**Document passage**.

/---

ICSA beef chair - Edmund Graham - has urged beef farmers to cease the practice of rearing New Zealand--influenced dairy-bred calves.
He was responding to recent comments from Pearse Kelly of Teagasc who said a dairy farmer would need to pay a beef farmer €140 on top of a Jersey-cross calf to finish him as a 24-month steer at current beef prices.”
Graham said he would argue that this figure is on “the low side” and a beef farmer would need “a lot more than the €140 suggested.”
“ICSA believes that the real breakeven purchase price of a dairy bull calf should be about minus €165; this is a feedlots’ estimate for the animals that have Jersey or part Jersey genetics.”
The ICSA official is calling on Teagasc to make it very clear that farmers should not get involved in dairy bull beef production.
“It is way too high of a risk and even if markets improve to the extent that there is a steady demand, the economics of dairy bull beef simply doesn’t stack up.” He added.
"A futile practice"

\---

**Work instructions**.
Resume the article on ICSA's warning against rearing dairy-bred calves for beef, picking up after the heading "A futile practice".

**Provided material**.
/---

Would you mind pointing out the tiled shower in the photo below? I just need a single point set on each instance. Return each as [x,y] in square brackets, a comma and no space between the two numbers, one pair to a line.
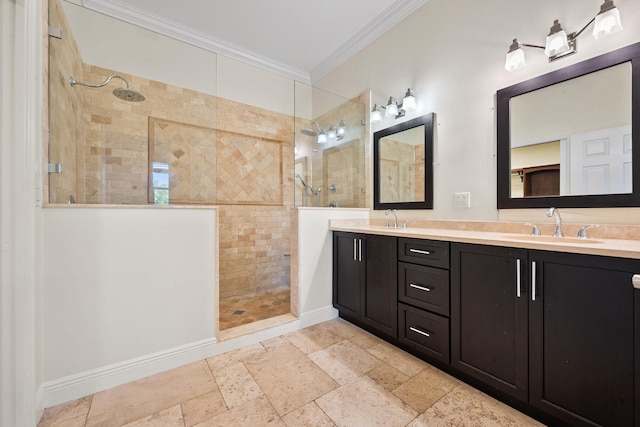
[185,147]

\---

**Result of this exercise**.
“Taking on calves from Jersey and Kiwi-cross herds make no financial sense whatsoever. It is a futile practice that will never turn a profit for a beef farmer,” he said.
The ICSA Beef Chair said farmers need to be very cautious too to avoid beef-cross Jersey- influenced calves.He is of the opinion that dairy in this country has been moving more and more towards a New Zealand model, but the difference between Ireland and New Zealand is that New Zealand doesn’t have a beef industry.”
“Yet, here in Ireland, beef farmers are almost expected to take on the influx of unwanted dairy calves. Unfortunately, it is a road we can no longer afford to go down and the responsibility ultimately lies with the sector that bred them.”